TASK PROMPT: Restate the data word for word and leave the images out.
════════
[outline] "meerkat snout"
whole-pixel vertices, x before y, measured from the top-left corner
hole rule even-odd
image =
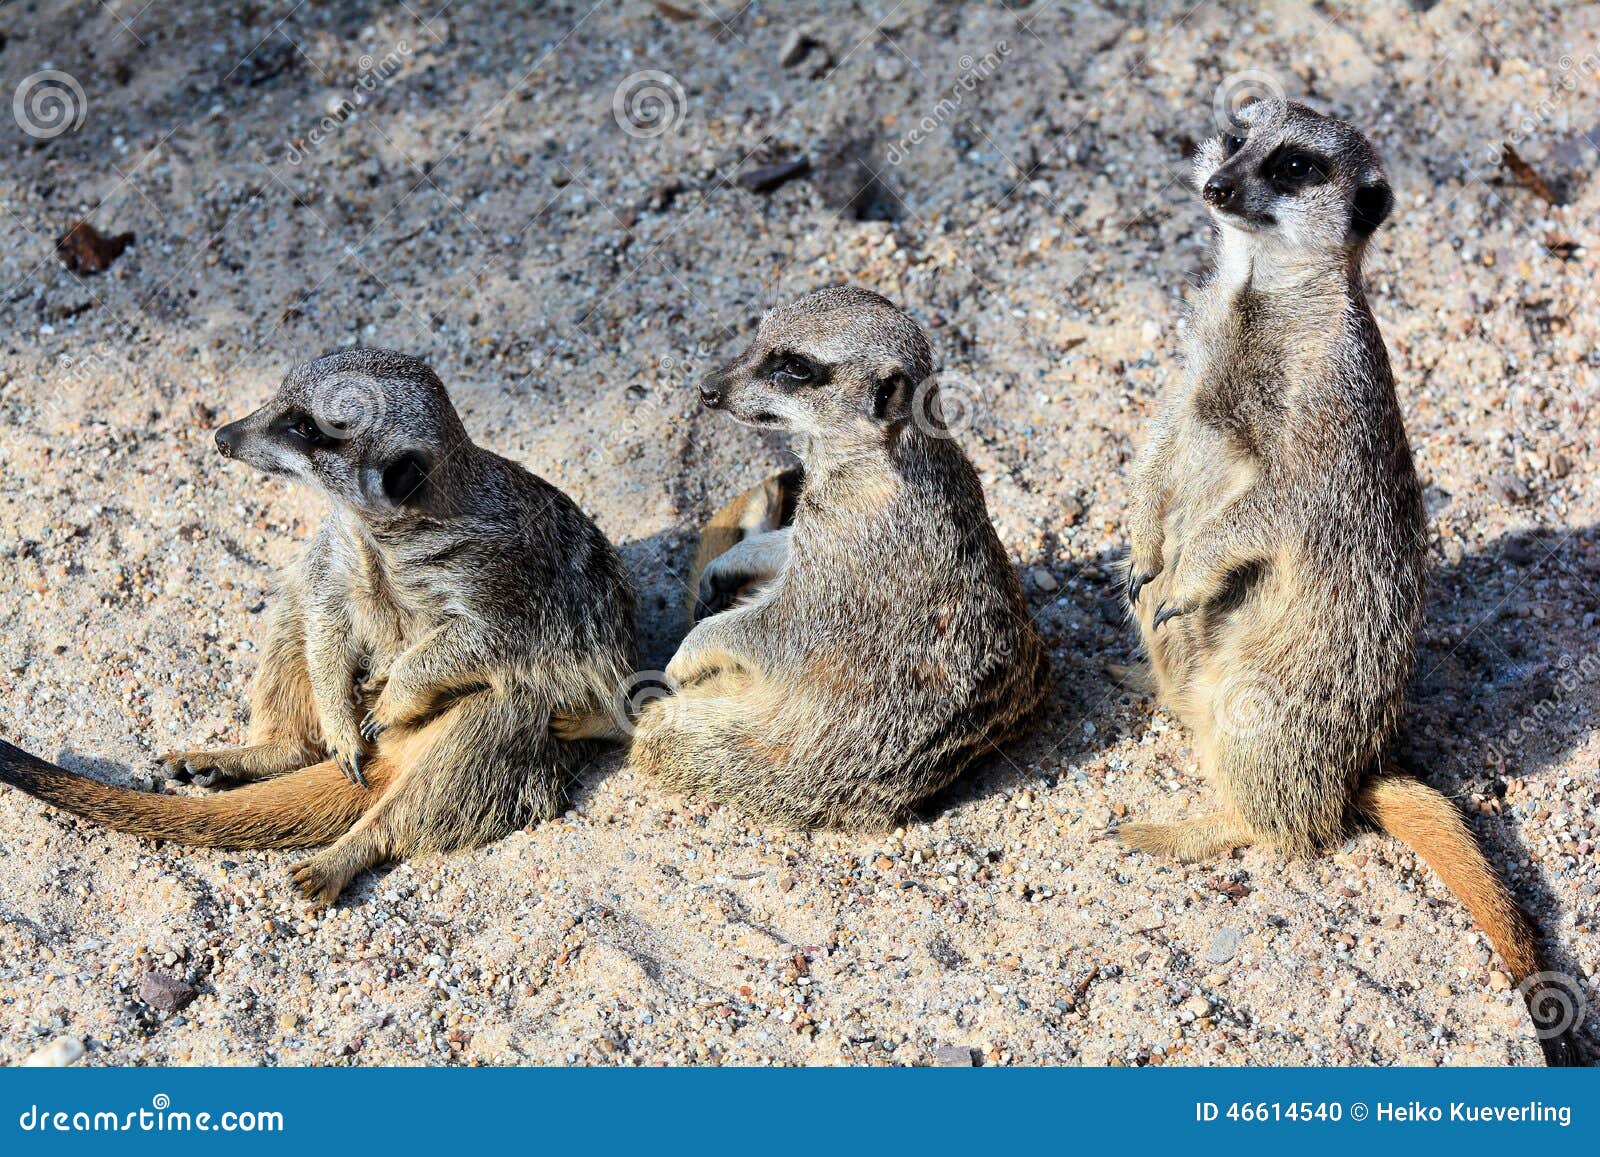
[[[712,370],[700,379],[700,401],[708,410],[720,410],[722,396],[722,371]]]
[[[233,457],[233,442],[234,439],[239,436],[237,427],[237,422],[229,422],[226,426],[221,427],[216,432],[215,437],[217,440],[217,453],[221,454],[224,458]]]
[[[1206,204],[1215,205],[1218,209],[1227,209],[1238,197],[1239,186],[1226,177],[1212,177],[1206,182],[1200,195],[1205,198]]]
════════
SOLUTION TO THIS PROBLEM:
[outline] "meerkat snout"
whole-pixel vertices, x before y, measured from the top-left corner
hole rule even-odd
image =
[[[712,370],[700,379],[700,401],[708,410],[720,410],[722,396],[722,371]]]
[[[233,457],[233,442],[234,439],[239,436],[237,427],[237,422],[229,422],[226,426],[221,427],[216,432],[215,437],[217,440],[217,453],[221,454],[224,458]]]
[[[1206,204],[1215,205],[1218,209],[1227,209],[1238,197],[1239,186],[1226,177],[1212,177],[1206,182],[1200,195],[1205,198]]]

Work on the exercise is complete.